課題:
1. 経営者保証に関する文章を読み、次の問いに答えなさい。
(a) 経営者保証ガイドラインが策定・公表されたのはいつか。
(b) 2011年5月の監督指針の改定で、金融機関は「事業の持続可能性が見込まれない顧客企業」に対して何を行うよう求められたか。
(c) 地域経済活性化支援機構は、どの組織が改組されたものか。
2. 経営者保証に関する文章のうち、「この中では、経営者及び第三者保証人の個人保証について、」から「などが定められている。」までを一字一句変えずに書き写しなさい。
3. 経営者保証に関する文章の続きを、最後の文の後から書き進めなさい。

本文:
###

木伏 源太

 私自身の生い立ちの中での経験も踏まえて言うと、廃業を円滑に進めるためには経営者の個人保証債務問題の解決が大変重要である。廃業への取り組みは、会社の財務状況が良好である場合や経営者が十分な個人資産を有している場合には比較的やりやすいが、そうでない場合にはなかなか着手しづらい。着手が遅れることで、経営状況の悪化等によって取り組みがより一層難しくなる場合もある。
 本稿では、2014年2月から適用が開始された「経営者保証に関するガイドライン」と2014年10月の改正法施行により行われるようになった地域経済活性化支援機構による債権買取を利用する方法について紹介する。

金融機関に対して廃業支援を求める金融庁の方針
 経営者の個人保証債務の問題は、金融機関からの借入金に関する問題である。ご承知の通り、各金融機関は金融庁による監督を受けており、金融機関は金融庁の方針に従って融資等の業務を行っていると言える。2011年5月の金融庁の方針(監督指針)の改定があり、各金融機関は「事業の持続可能性が見込まれない顧客企業」に対しては廃業支援等を行うように求められている。
 従前は、各金融機関には中小企業の経営改善、事業再生や業種転換、事業承継の支援を行うように求めていたところに、債務整理を前提とした廃業支援が加えられたことは関係者の間で一定の衝撃を持って受け止められた。

経営者保証に関するガイドラインの策定・適用開始
 金融機関が債務整理に応じる際には「拠り所」(準則)が必要になってくる。例えば、2001年に策定された「私的整理に関するガイドライン」などが準則である。経営者保証については、2013年12月に「経営者保証に関するガイドライン」(以下、経営者保証ガイドラインという)が策定・公表され、2014年2月から適用が開始された。
 この中では、経営者及び第三者保証人の個人保証について、
・多額の個人保証を行っていても、早期に事業再生や廃業を決断した際に一定の生活費等(従来の自由財産99万円に加え、年齢等に応じて100万円~360万円)を残すことや、「華美でない」自宅に住み続けられることなどを検討すること
・保証債務の履行時に返済しきれない債務残額は原則として免除すること
 などが定められている。

地域経済活性化支援機構による債権買取を利用した個人保証問題の解決
 ところで、地域経済活性化支援機構という組織がある。この組織は、2013年3月に従前の企業再生支援機構が改組されたものであり、事業再生や地域経済を活性化する事業活動を支援する業務を行っている。2014年10月には株式会社地域経済活性化支援機構法が改正施行され、「経営者保証の付された貸付債権等の買取業務」を行うことができることになった。

###

抜粋した行:

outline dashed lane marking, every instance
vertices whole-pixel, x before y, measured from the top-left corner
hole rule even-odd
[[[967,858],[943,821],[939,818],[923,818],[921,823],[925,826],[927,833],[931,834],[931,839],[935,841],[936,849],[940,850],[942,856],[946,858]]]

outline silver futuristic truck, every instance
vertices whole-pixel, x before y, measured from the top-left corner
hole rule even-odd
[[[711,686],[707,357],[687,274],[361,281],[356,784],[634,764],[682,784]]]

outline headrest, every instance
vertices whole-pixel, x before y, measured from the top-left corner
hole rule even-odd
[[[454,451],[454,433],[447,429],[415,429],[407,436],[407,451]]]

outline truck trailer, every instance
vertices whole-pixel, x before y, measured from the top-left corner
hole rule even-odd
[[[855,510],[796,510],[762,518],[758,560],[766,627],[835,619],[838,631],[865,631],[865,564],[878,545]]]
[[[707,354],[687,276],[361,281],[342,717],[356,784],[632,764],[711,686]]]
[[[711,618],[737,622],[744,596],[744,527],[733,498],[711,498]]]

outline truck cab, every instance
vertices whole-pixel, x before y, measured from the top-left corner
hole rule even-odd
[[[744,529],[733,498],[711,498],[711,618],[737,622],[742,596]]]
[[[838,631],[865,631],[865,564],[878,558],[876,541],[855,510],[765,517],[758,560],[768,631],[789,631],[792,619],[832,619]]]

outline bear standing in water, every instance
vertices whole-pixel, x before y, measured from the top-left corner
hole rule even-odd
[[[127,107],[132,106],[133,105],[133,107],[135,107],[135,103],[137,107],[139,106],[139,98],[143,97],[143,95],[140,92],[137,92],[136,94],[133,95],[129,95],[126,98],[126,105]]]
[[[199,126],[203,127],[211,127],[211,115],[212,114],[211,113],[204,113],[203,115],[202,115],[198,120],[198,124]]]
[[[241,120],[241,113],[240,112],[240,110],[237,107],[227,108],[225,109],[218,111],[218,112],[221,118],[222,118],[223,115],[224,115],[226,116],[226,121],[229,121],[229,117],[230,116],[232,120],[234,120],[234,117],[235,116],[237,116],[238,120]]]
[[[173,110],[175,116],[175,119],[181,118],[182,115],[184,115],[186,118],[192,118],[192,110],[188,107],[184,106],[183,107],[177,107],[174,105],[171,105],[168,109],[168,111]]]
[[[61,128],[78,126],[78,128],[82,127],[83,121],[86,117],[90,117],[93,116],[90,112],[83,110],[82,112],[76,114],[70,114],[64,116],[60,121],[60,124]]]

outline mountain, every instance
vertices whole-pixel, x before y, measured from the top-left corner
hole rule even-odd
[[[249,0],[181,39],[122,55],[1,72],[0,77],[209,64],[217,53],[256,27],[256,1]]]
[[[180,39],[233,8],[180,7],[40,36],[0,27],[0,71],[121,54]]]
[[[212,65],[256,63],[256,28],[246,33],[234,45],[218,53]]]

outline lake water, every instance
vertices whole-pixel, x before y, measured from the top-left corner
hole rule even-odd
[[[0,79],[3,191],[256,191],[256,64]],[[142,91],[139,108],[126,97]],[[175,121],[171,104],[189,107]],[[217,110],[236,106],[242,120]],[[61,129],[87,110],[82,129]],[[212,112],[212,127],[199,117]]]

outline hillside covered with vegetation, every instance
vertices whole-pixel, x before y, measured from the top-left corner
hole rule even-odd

###

課題の解答:
1.
(a) 2013年12月
(b) 廃業支援等
(c) 企業再生支援機構

2.
この中では、経営者及び第三者保証人の個人保証について、
・多額の個人保証を行っていても、早期に事業再生や廃業を決断した際に一定の生活費等(従来の自由財産99万円に加え、年齢等に応じて100万円~360万円)を残すことや、「華美でない」自宅に住み続けられることなどを検討すること
・保証債務の履行時に返済しきれない債務残額は原則として免除すること
 などが定められている。

3.
 この業務は「特定支援業務」と呼ばれ、機構が金融機関等から経営者保証の付いた貸付債権等を買い取り、事業者(主債務者)の債務整理を行うと同時に、経営者の保証債務について経営者保証ガイドラインに従った整理手続きを行うものである。
 機構による特定支援業務開始後、2014年内にも100社弱の企業が信用金庫、政府系金融機関、地方銀行などを通じて支援を打診したと報じられており、すでに積極的な利用が始まっている。

 本稿では、円満な廃業のために経営者の個人保証債務を整理する方法の一つとして、地域経済活性化支援機構の活用について紹介した。
 当然ながら、地域経済活性化支援機構の活用は個人保証の問題を解決するための唯一の方法ではない。ただ、今般新規の取り組みとして業務が開始されたものであり、国会においても附帯決議で機構に対して、「経営者保証ガイドライン」に基づく保証債務の整理のベストプラクティス(模範となる事例)を示すよう努めることを求めている。
 そのため現時点では、個人保証問題を解決する際の支援機関として有力であると言えるだろう。

 末筆ではあるが、廃業問題に悩む経営者、またそうした経営者を支援する専門家にとって本稿が少しでも参考になり、円満な廃業が実現されるケースが1件でも増えることを祈念させていただく。

【参考ホームページ】
地域経済活性化支援機構
http://www.revic.co.jp/

地域経済活性化支援機構 特定支援業務
http://www.revic.co.jp/business/specific6.html

■木伏 源太(きぶし げんた)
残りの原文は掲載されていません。